Cvsplot v1.7.4

Cvsplot is used for collecting statistics from CVS controlled files.
Simple statistics such as how the total number of files and lines of
code change against time.  It runs under any flavour of UNIX, and
under Windows (assuming Perl from http://www.activestate.com is
installed).

A simple invocation would be:

cvsplot.pl -cvsdir :ext:cvsbox:/usr/local/cvsroot -rlog product \
           -linedata linedata.txt -filedata filedata.txt

Note, if using perl 5.8, the DateManip module contains characters that
are non UTF-8 characters.  All invocations of cvsplot.pl should be
done with the LANG environment variable set to "C".  With the bash
shell, this would be:

LANG=C cvsplot.pl ...

I have been told this is no longer necessary with DateManip version
5.42 and above.

The above command effectively retrieves cvs history information for
all CVS controlled files in the "product" module from the CVS
repository.  The -cvsdir argument is the same as the CVSROOT
environment variable.  The results are stored into the linedata.txt
and filedata.txt files in a simple text format.  Each line consists of
a data point (corresponding to a CVS commit), which includes the date
of the commit, and the corresponding number.

● SOURCE DATA
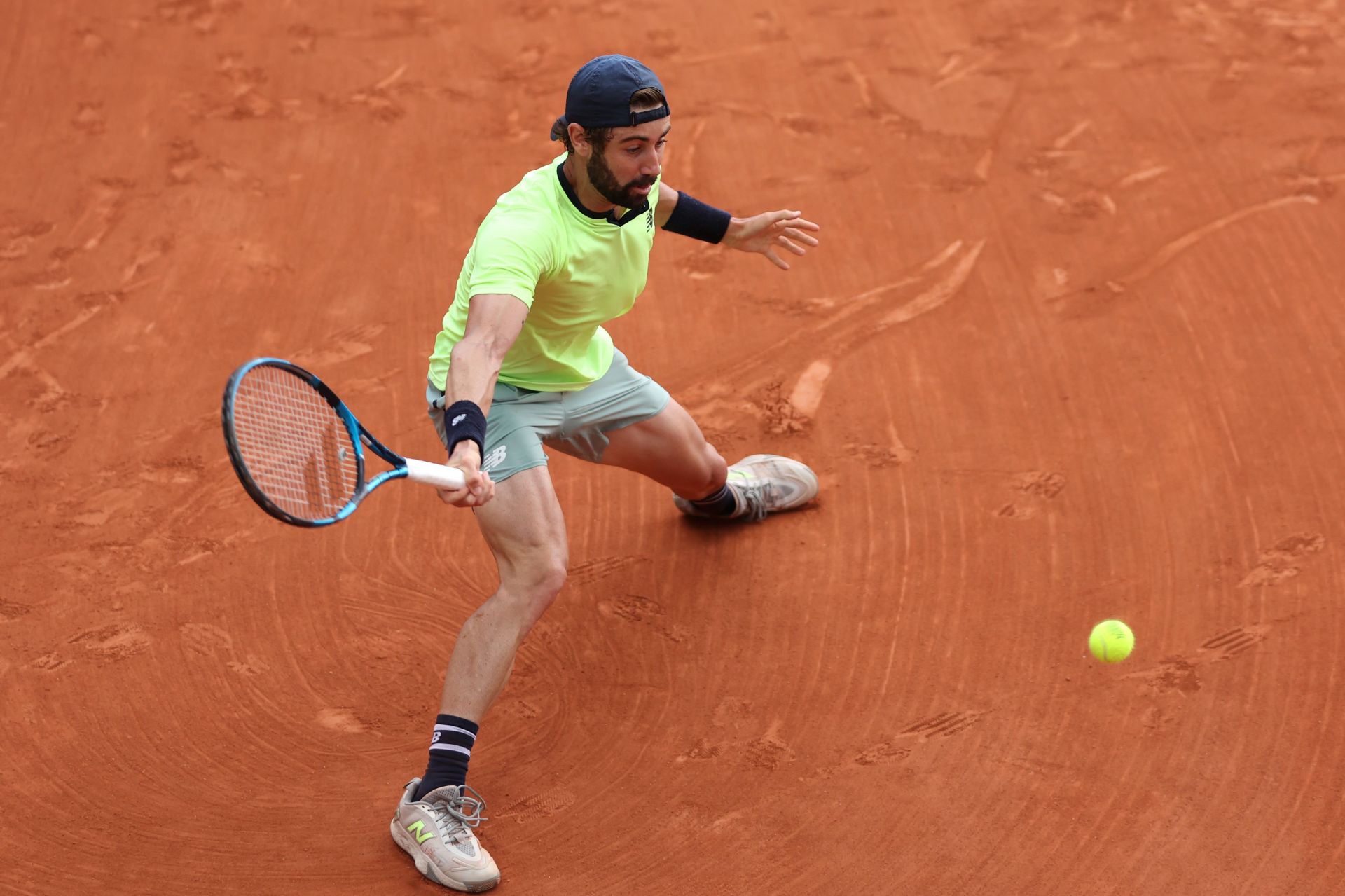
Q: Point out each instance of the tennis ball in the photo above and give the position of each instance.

● INSTRUCTIONS FOR THE TASK
Restate the section of the Cvsplot readme that begins with "Cvsplot is used" and ends with "installed).", swapping "statistics" for "metrics".

● COMPLETE RESPONSE
Cvsplot is used for collecting metrics from CVS controlled files.
Simple metrics such as how the total number of files and lines of
code change against time.  It runs under any flavour of UNIX, and
under Windows (assuming Perl from http://www.activestate.com is
installed).